- _TASK ITEM_:
Set the material down again exactly, line by line, skipping each picture.

**** MATERIAL PROVIDED

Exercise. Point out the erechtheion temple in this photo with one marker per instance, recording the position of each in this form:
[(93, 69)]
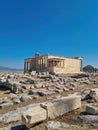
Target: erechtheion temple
[(55, 64)]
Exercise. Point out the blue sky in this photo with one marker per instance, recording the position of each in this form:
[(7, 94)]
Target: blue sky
[(59, 27)]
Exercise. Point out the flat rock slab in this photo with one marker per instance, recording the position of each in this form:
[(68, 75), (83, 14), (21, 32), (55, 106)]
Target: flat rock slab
[(13, 116), (61, 106), (34, 115), (6, 104), (86, 119), (92, 109), (56, 125), (95, 90)]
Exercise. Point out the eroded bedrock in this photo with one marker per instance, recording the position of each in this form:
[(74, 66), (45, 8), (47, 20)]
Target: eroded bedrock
[(51, 109)]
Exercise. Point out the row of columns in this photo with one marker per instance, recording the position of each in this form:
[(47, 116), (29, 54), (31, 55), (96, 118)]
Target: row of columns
[(26, 66), (41, 63), (56, 63)]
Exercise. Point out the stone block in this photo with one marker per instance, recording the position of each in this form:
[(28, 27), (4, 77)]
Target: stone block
[(92, 109), (34, 115), (95, 90), (61, 106)]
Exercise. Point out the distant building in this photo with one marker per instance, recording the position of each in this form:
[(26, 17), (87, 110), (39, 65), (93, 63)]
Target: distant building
[(55, 64)]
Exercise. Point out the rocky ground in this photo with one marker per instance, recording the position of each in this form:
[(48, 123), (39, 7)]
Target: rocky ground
[(19, 92)]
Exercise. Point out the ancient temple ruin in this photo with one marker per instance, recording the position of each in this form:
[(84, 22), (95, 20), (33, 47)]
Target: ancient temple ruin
[(55, 64)]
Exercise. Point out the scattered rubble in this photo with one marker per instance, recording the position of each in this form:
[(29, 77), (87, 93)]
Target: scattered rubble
[(32, 98)]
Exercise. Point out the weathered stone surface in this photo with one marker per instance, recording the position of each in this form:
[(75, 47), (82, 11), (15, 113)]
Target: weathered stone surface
[(34, 115), (25, 98), (15, 115), (88, 119), (96, 91), (92, 109), (6, 104), (56, 125), (62, 105)]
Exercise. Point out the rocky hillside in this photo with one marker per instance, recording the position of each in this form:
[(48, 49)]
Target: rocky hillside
[(2, 68)]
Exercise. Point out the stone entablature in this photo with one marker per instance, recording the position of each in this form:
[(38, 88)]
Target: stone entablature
[(56, 64)]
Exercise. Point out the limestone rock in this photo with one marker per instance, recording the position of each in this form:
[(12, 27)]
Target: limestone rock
[(55, 125), (34, 115), (92, 109), (62, 105)]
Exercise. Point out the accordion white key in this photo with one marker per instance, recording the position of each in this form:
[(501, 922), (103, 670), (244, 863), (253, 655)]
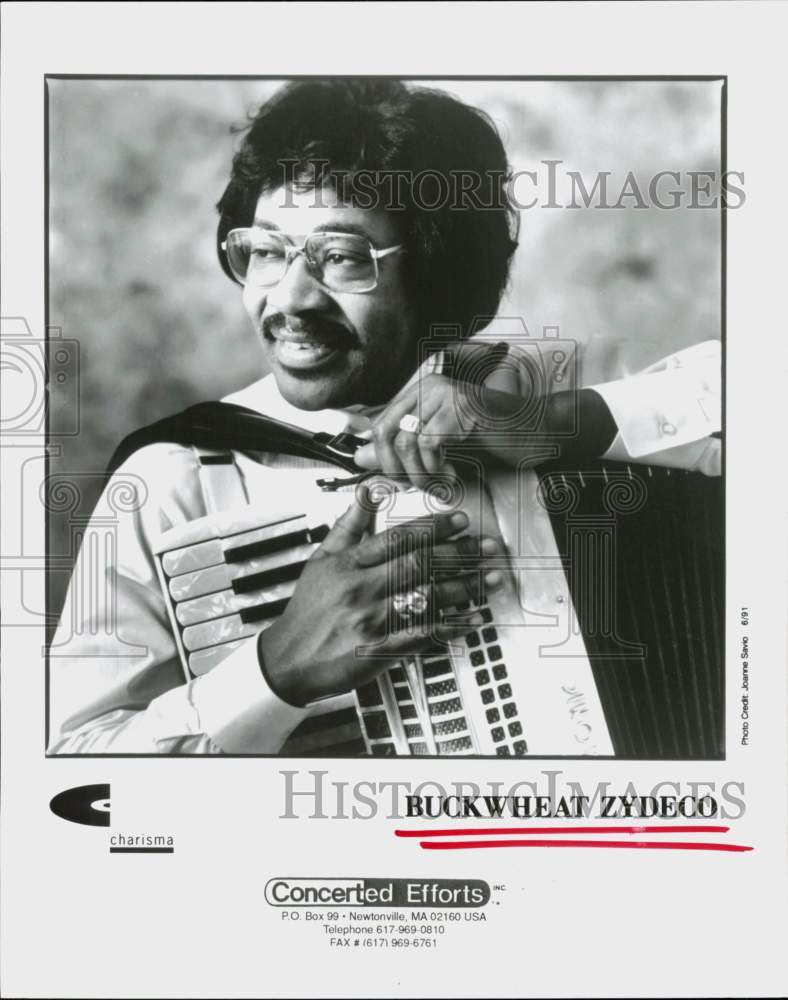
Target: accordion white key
[(229, 575)]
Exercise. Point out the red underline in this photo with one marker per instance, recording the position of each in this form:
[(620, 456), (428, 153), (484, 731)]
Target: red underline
[(485, 830), (665, 845)]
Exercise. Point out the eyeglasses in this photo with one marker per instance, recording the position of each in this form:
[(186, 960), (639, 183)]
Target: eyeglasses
[(341, 262)]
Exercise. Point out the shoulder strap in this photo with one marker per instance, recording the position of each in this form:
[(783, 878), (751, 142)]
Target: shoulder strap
[(226, 427)]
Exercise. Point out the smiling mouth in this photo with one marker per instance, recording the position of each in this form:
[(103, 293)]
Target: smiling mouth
[(300, 350)]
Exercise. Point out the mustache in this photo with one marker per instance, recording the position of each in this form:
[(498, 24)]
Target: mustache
[(312, 325)]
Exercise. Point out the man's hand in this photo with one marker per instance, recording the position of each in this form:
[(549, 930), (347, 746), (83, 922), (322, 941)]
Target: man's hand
[(417, 455), (343, 601), (491, 420)]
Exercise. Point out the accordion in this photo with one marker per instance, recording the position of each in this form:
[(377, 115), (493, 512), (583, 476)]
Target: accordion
[(629, 665), (228, 575)]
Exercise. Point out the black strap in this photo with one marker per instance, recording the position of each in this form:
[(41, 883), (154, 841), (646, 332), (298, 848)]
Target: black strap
[(226, 426)]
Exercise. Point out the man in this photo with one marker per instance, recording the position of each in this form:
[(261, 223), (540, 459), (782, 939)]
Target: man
[(346, 273)]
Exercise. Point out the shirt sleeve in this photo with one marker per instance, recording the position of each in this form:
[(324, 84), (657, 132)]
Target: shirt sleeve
[(667, 414), (116, 681)]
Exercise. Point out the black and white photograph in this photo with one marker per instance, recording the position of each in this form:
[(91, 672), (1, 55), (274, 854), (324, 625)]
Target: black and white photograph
[(409, 395), (392, 556)]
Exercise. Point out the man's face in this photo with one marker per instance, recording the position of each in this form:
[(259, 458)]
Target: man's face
[(332, 349)]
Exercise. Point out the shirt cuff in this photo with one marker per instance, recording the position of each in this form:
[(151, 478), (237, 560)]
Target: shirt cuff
[(661, 410), (237, 708)]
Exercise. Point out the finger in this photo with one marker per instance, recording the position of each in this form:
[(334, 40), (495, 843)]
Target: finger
[(389, 544), (430, 451), (367, 457), (426, 562), (406, 445), (383, 434), (473, 586), (352, 526)]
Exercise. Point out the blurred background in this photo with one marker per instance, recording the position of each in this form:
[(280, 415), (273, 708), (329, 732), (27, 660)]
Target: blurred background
[(137, 166)]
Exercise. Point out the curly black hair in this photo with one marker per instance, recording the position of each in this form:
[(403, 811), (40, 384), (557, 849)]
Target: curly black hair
[(460, 227)]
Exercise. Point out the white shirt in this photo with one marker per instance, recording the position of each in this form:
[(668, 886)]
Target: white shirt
[(116, 682)]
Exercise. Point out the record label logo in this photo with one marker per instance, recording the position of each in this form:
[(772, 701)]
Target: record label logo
[(88, 804)]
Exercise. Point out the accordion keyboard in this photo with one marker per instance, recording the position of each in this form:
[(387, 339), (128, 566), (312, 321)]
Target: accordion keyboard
[(227, 576)]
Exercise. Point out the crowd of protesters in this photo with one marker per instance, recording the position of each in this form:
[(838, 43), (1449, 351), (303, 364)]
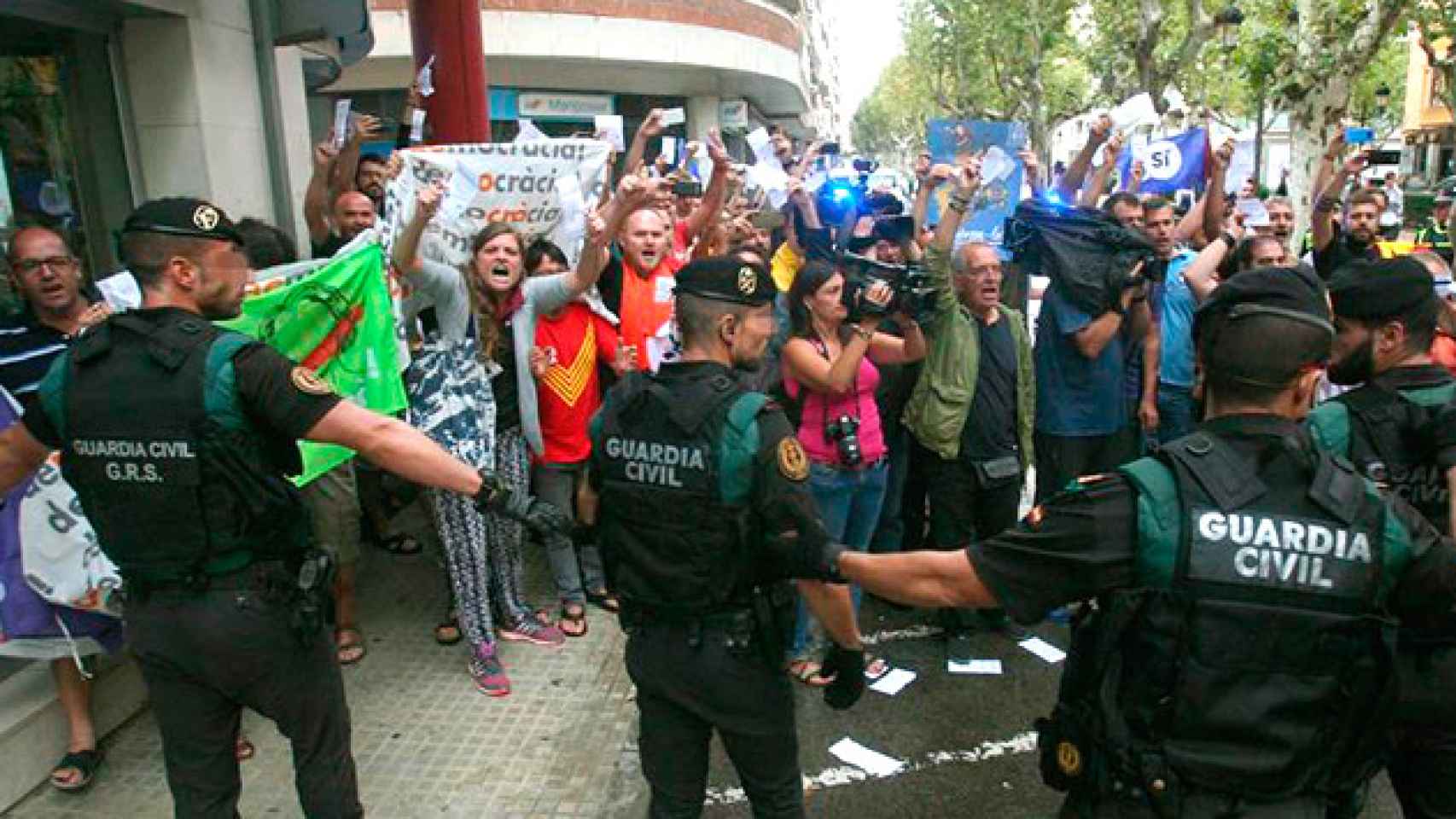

********

- _ANSWER TO THE PROBLEM_:
Exercise. Point out the erechtheion temple in this photo with one marker per instance, recording the position of each in this form:
[(93, 69)]
Target: erechtheion temple
[(55, 64)]
Exercise. Point out the blue sky in this photo with one marker per instance, recording the position of each in this form:
[(7, 94)]
Target: blue sky
[(59, 27)]
Exercise. Point out the flat rock slab in this photo with one marker per instance, recording the position of each in this form:
[(68, 75), (83, 14), (21, 32), (55, 106)]
Target: flat rock slab
[(13, 116), (61, 106), (34, 115), (6, 104), (86, 119), (92, 109), (56, 125), (95, 90)]
Exercise. Point out the eroded bedrock in this photo with one marker per instance, recording the position of each in this form:
[(74, 66), (45, 8), (47, 20)]
Target: eroded bedrock
[(51, 109)]
Exercise. Point out the row of columns in this photo with one marker per instance, recording the position of each in this form:
[(47, 116), (29, 54), (31, 55), (96, 118)]
Target: row of columns
[(26, 66), (41, 63), (56, 63)]
Exercise. Point out the stone block in this photo with one marker per instance, recording the position of each in this form:
[(28, 27), (4, 77)]
Target: stone block
[(92, 109), (34, 115), (95, 90), (61, 106)]
Exercise. Point out the distant building in this photo with one marker per instance, recording the position of each in this form:
[(26, 17), (87, 110), (39, 65), (93, 63)]
Target: distant building
[(55, 64)]
Exercise. Point out the rocky ground in this photo with one marker per instance, recording the position of each in this form:
[(48, 123), (39, 7)]
Target: rocky ground
[(19, 92)]
Exercise. Point out the ancient temple ruin in this photo with one marker per instance, recording the position of each in this form:
[(84, 22), (95, 20), (33, 47)]
Target: ancient temple ruin
[(55, 64)]
Exercise. Point out the scattered rubble in this photo with one marker per instance, recording the position of each in this form:
[(29, 77), (87, 93)]
Target: scattered rubble
[(32, 98)]
Exercise. Point out the weathered stone surface in this photo with one marker per instance, recording the position of each in this form:
[(75, 47), (82, 11), (15, 113)]
Target: weathered stone surface
[(34, 115), (25, 98), (15, 115), (88, 119), (96, 91), (92, 109), (6, 104), (56, 125), (62, 105)]
Exercise. Point out the rocky hillside in this photo with one marker per instance, recording the position of each in this form:
[(48, 49)]
Target: rocky hillside
[(2, 68)]
Exercise. Point out the stone entablature in this photo with one marker per instance, recording the position of each in this form:
[(38, 88)]
Target: stone entablature
[(56, 64)]
Exercise. Point out the limestone rock in this photo with one marker per instance, recording the position of each in this form:
[(12, 27)]
Target: limestone rock
[(55, 125), (34, 115), (92, 109), (62, 105)]
Exercise. Point out the accordion white key in this photo with one marker per instance, recording the position of each in this form:
[(501, 922), (103, 670), (244, 863), (253, 655)]
Target: accordion white key
[(229, 575)]
Exercise. Point out the red underline in this photo with one marker per instance, recording the position of each in this form:
[(620, 456), (428, 153), (484, 731)]
Target: red underline
[(485, 830), (665, 845)]
Exercise. Point out the eyeglasses in this photo with one marker per instance, recording the position of each in this form:
[(186, 960), (639, 183)]
Target: eyeglasses
[(341, 262)]
Exercise. Point out the shoulder strap in this photo with one marker per instance, recording the position of each in this form:
[(783, 878), (751, 142)]
Target: shoulder strap
[(226, 427)]
Exercise. Point out the smiling mouth in this photo with one marker per instance, recording the position of each in this form:
[(103, 293)]
Target: smiling mouth
[(300, 350)]
Exercise. Point out the mustache in this photo with one marker per instance, recording the position of each in this form:
[(498, 24)]
Target: mustache
[(312, 325)]
Exercise. Point out the man's hand in this photo with one marker per instance, recording the position of each in this form:
[(549, 930), (347, 746), (83, 922), (322, 941)]
Target: man's hand
[(417, 455), (343, 601), (491, 420)]
Exercise. Point out the accordion in this photo with one marker per instance, recording the position of each in this form:
[(377, 115), (493, 512), (583, 476)]
Target: accordion
[(629, 665), (228, 575)]
Exercise. Point out the black strap in this photo with one marker per instance, recording the position of each in this form:
[(41, 883), (154, 841), (646, 332), (298, 848)]
Target: black strap
[(226, 426)]
Exercise. Point out the man in this photo with one marker per instance, recording the position of each in this form:
[(261, 223), (540, 459), (782, 939)]
Target: man
[(346, 273)]
Exercise. Point out the shirt sleeve in this photo with one marker per instance, recording the position of each in this form:
[(324, 84), (657, 132)]
Target: shirt sleeve
[(667, 414), (116, 681)]
Exercise. Point out the black and white photograph in this photo with one marker per instance, recording the position of each in this form:
[(91, 672), (1, 55), (274, 854), (324, 625)]
Target: black and white photograph
[(409, 395), (392, 556)]
Exercise. Point out the man's face in this photo with one marker per instance, recording the position of each in this form:
[(259, 458)]
Target: man's face
[(332, 349)]
Exercise. Point out the shirt cuff in this photo with one marker per instance, recording the position of each in this form:
[(151, 478), (237, 560)]
Target: shirt cuff
[(661, 410), (237, 708)]
Exercise. Point out the finger in this photo with one marker per instance, recording the position of each in this form:
[(334, 40), (495, 843)]
Target: finger
[(389, 544), (430, 451), (367, 457), (426, 562), (406, 445), (383, 434), (473, 586), (352, 526)]
Exercise. Point out the blurred background in this photo with one marker per instance, recording the position of each in this form:
[(280, 415), (273, 708), (329, 732), (27, 660)]
Target: blurred background
[(137, 166)]
Exercise. Point out the curly black hair in this photo with one marker per instance, recording the position of each in this form:
[(403, 811), (40, 384), (557, 849)]
Target: curly black hair
[(460, 227)]
Exercise. Point out the white shirt in this photo with one marker per instance, recording the position of each in this form:
[(668, 886)]
Target: white shirt
[(116, 682)]
Exercise. Point out the record label logo in this photo with one marker per instance, recording the position of each in this form:
[(772, 701)]
Target: record label logo
[(88, 804)]
Exercise. Point out the accordion keyboard in this photo with one marker per instance, recording the position of each in this form:
[(387, 339), (128, 566), (312, 321)]
Target: accordion keyboard
[(227, 576)]
Exercise. Point out the crowd of protesters in this photo with one marker per instance, recording the position of each in this form:
[(838, 43), (1449, 351), (303, 364)]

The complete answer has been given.